(Dataset excerpt)
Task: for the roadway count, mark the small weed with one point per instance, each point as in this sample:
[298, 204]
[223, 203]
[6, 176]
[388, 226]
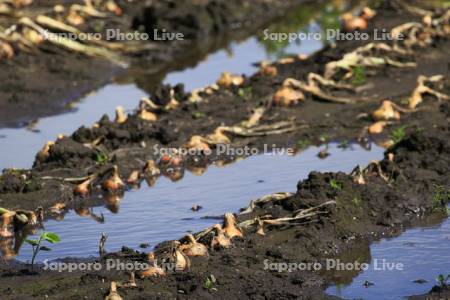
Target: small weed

* **What the task requires**:
Please quote every item above word for word, leaving the pictures out of your answer.

* **Result of this exercise**:
Task: for the roadway count, mark the small weed with one point per instance, each point as in this sample:
[298, 204]
[223, 203]
[6, 176]
[388, 226]
Target: small weed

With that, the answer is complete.